[Photo-based point labeling data]
↓
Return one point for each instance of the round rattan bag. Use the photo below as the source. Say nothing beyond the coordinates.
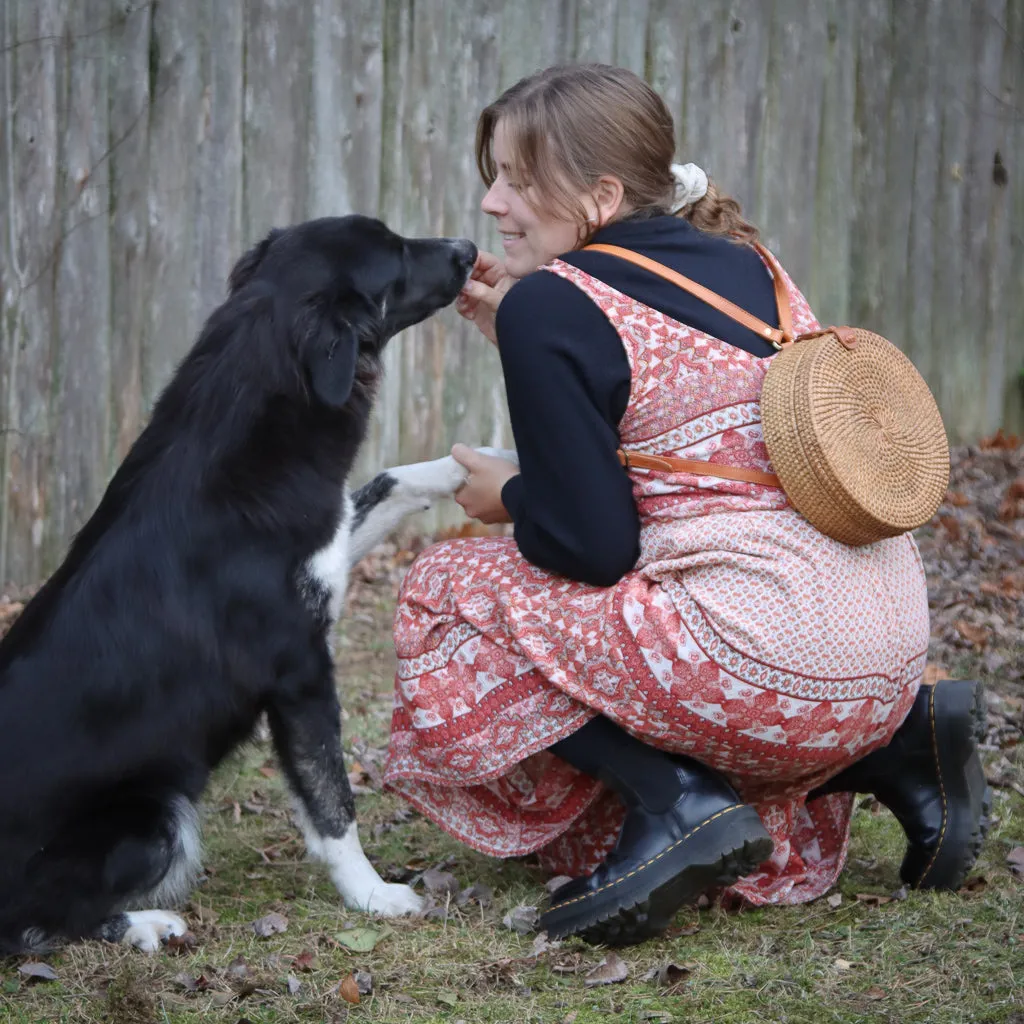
(854, 435)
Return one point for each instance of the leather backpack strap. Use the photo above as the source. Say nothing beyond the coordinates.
(670, 464)
(777, 337)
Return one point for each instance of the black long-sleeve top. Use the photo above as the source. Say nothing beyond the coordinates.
(567, 382)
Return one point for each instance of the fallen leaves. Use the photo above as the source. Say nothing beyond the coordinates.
(1012, 506)
(1016, 860)
(271, 924)
(670, 976)
(349, 989)
(37, 971)
(521, 920)
(610, 971)
(977, 635)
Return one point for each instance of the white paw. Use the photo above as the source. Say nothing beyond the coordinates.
(509, 455)
(429, 480)
(146, 929)
(393, 900)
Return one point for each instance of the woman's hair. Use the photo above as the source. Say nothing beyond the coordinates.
(568, 125)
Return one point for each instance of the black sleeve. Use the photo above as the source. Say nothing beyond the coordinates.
(567, 381)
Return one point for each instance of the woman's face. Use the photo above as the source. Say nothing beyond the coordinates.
(530, 237)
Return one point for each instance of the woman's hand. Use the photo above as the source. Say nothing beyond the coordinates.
(480, 496)
(482, 294)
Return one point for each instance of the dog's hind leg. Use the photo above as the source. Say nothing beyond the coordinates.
(305, 723)
(144, 930)
(382, 504)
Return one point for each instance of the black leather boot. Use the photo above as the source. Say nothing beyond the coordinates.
(931, 777)
(685, 832)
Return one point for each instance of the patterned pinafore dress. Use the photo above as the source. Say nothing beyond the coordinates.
(743, 638)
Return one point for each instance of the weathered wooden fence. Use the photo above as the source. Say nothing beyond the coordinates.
(880, 143)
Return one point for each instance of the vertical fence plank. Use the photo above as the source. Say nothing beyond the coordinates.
(279, 78)
(31, 127)
(81, 384)
(129, 131)
(215, 205)
(174, 115)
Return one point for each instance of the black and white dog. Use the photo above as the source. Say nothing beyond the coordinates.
(202, 593)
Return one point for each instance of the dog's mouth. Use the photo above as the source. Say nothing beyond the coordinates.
(436, 269)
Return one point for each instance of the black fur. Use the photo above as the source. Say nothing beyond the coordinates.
(183, 608)
(371, 495)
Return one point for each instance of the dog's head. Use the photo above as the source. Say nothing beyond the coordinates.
(342, 287)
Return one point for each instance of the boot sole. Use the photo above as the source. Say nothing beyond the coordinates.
(966, 797)
(642, 903)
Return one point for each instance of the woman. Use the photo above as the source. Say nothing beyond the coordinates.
(666, 683)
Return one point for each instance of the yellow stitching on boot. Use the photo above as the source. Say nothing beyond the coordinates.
(636, 870)
(942, 788)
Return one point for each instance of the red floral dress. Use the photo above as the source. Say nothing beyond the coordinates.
(743, 638)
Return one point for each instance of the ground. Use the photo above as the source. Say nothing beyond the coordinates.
(869, 951)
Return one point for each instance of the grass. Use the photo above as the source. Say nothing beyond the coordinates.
(926, 957)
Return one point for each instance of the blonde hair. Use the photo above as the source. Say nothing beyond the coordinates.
(568, 125)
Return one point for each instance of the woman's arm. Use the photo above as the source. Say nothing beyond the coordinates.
(567, 380)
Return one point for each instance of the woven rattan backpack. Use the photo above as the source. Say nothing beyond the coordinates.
(852, 430)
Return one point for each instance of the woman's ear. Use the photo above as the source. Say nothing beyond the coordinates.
(605, 200)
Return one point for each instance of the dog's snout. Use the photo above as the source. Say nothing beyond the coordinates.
(465, 252)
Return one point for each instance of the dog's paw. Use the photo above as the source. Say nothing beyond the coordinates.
(394, 900)
(509, 455)
(430, 480)
(147, 929)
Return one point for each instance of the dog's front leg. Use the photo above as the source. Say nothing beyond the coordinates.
(305, 725)
(381, 505)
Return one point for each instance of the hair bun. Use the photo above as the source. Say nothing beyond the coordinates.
(691, 184)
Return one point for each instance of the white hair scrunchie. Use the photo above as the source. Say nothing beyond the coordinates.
(691, 184)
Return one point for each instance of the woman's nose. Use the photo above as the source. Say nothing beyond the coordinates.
(492, 203)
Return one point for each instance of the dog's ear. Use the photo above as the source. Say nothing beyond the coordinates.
(243, 270)
(330, 347)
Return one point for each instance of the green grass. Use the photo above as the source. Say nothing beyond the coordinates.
(928, 957)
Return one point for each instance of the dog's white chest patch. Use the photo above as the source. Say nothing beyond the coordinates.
(328, 568)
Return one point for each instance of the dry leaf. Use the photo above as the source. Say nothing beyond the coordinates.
(239, 968)
(669, 975)
(999, 442)
(872, 899)
(1013, 503)
(304, 962)
(521, 920)
(1016, 860)
(178, 945)
(477, 893)
(609, 972)
(271, 924)
(976, 635)
(439, 883)
(349, 990)
(553, 885)
(37, 971)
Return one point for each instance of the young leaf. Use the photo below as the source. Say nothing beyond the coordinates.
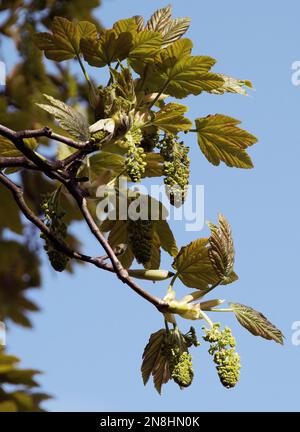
(64, 43)
(154, 363)
(145, 45)
(69, 119)
(232, 85)
(194, 266)
(221, 250)
(171, 118)
(155, 165)
(125, 25)
(179, 74)
(167, 240)
(160, 19)
(106, 49)
(256, 323)
(220, 139)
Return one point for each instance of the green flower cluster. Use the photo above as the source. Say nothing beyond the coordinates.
(181, 368)
(54, 220)
(175, 349)
(222, 349)
(135, 162)
(176, 169)
(140, 235)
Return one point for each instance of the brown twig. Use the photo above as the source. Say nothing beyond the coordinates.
(78, 194)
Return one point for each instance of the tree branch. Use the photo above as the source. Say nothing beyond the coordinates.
(17, 193)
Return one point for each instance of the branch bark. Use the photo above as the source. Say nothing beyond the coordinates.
(53, 170)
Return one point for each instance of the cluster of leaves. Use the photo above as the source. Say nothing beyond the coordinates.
(136, 134)
(131, 115)
(23, 398)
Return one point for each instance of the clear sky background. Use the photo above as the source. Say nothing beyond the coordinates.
(91, 332)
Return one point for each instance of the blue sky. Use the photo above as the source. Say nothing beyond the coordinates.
(91, 332)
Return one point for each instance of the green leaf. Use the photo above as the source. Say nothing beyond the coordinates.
(145, 45)
(155, 165)
(221, 250)
(64, 43)
(232, 85)
(174, 30)
(171, 118)
(106, 49)
(68, 118)
(256, 323)
(154, 363)
(167, 240)
(220, 139)
(87, 29)
(125, 25)
(160, 19)
(118, 235)
(194, 266)
(177, 73)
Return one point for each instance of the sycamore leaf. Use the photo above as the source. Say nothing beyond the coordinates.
(64, 42)
(139, 20)
(194, 266)
(174, 30)
(154, 262)
(155, 165)
(220, 139)
(256, 323)
(145, 45)
(171, 118)
(232, 85)
(106, 49)
(160, 19)
(154, 363)
(125, 25)
(221, 250)
(69, 119)
(178, 74)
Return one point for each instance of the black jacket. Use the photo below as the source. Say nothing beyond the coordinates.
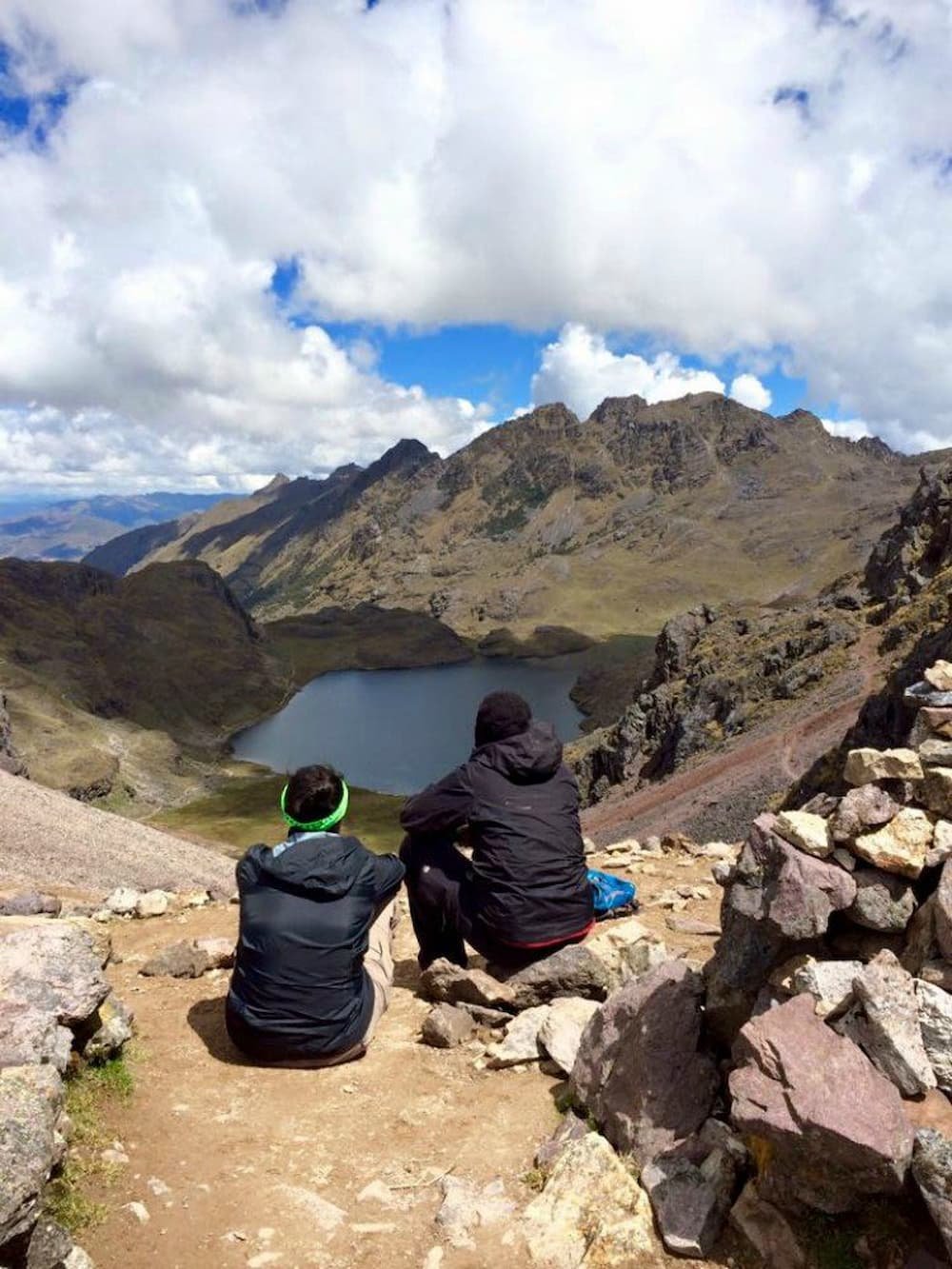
(521, 803)
(299, 986)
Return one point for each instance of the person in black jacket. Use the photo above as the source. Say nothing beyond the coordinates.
(526, 891)
(314, 968)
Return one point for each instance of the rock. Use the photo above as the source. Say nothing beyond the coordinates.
(942, 911)
(940, 677)
(863, 808)
(937, 789)
(30, 903)
(109, 1031)
(932, 1170)
(521, 1042)
(883, 902)
(921, 943)
(829, 1128)
(613, 943)
(50, 1244)
(122, 902)
(902, 845)
(692, 1188)
(939, 974)
(889, 1028)
(562, 1029)
(592, 1212)
(30, 1036)
(190, 960)
(447, 1025)
(936, 1025)
(941, 846)
(571, 971)
(807, 831)
(829, 982)
(570, 1128)
(30, 1101)
(467, 1208)
(767, 1230)
(61, 961)
(639, 1070)
(864, 765)
(790, 891)
(154, 902)
(936, 753)
(445, 981)
(735, 975)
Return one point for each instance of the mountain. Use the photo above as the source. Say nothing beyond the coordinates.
(607, 525)
(68, 530)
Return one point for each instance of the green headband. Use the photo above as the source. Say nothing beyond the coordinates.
(318, 825)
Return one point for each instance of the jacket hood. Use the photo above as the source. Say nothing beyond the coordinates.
(318, 862)
(529, 758)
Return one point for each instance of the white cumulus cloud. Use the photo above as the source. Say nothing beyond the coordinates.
(750, 391)
(725, 178)
(581, 369)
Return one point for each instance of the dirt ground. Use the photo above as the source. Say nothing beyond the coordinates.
(251, 1158)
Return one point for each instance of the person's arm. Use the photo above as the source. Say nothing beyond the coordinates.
(444, 807)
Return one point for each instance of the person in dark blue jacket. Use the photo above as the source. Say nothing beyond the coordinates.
(526, 891)
(314, 966)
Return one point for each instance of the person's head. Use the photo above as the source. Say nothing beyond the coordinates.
(312, 796)
(501, 716)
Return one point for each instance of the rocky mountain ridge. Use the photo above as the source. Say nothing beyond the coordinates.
↑
▶ [Exercise aim] Locate the line containing "Return one point for each instance of the black jacket." in the records above, then output it and every line after it through the last, excluding pictures.

▶ [Written reply]
Return one point for each instance of the black jacket. Use the photo below as the source. Say nothing beyond the coordinates.
(521, 803)
(299, 986)
Return one point for each instance of the person in black jacket. Use the photo above as the source. Say nothing beyond the coordinates.
(526, 891)
(314, 968)
Return one point for each instance of the rock. Use the photo above as the source. Say nothing beyond the coordinates.
(942, 911)
(940, 677)
(863, 808)
(937, 789)
(30, 903)
(109, 1031)
(932, 1170)
(521, 1042)
(883, 902)
(921, 943)
(829, 1128)
(613, 943)
(50, 1244)
(122, 902)
(902, 845)
(692, 1188)
(939, 974)
(889, 1028)
(562, 1029)
(592, 1212)
(30, 1036)
(190, 960)
(447, 1025)
(936, 1025)
(941, 846)
(571, 971)
(807, 831)
(829, 982)
(570, 1128)
(30, 1101)
(467, 1208)
(767, 1230)
(61, 961)
(639, 1070)
(864, 765)
(790, 891)
(154, 902)
(936, 753)
(445, 981)
(735, 975)
Return one point for each instance of the mountain. Use the photo above as the source. Say nothing beyond the coordinates.
(607, 525)
(68, 530)
Return one point for each instance of the green headband. Use the photo above as the source. Say nothing beyond the coordinates.
(318, 825)
Return one point for each instance of the jacket hood. Use the photo above as the source. Say nothing beyond the coordinates.
(318, 862)
(529, 758)
Return one point for each instance of the white cumulus cloud. Use the photo above as the source. Say nothing beyond the coordinates.
(750, 391)
(725, 178)
(581, 369)
Return one point for each instance of the dirt ground. Use the photo above as the source. Say nothing beyond the coordinates.
(251, 1158)
Return one point for each instance of the person's arm. Use the photo above as the source. Say nothing beyond the coordinates.
(444, 807)
Return one point for each instance of the person in dark blue jacket. Use the photo above as the source. Say nothing beyond the coordinates.
(526, 891)
(314, 966)
Return one point for each instance of the person's head. Use the photo above as the source. Say nothing beyond the coordinates.
(312, 796)
(501, 716)
Return one point for each instance of the rocky mountain ridge. Use the photo above as the source. Say nothing beyond the coordinates.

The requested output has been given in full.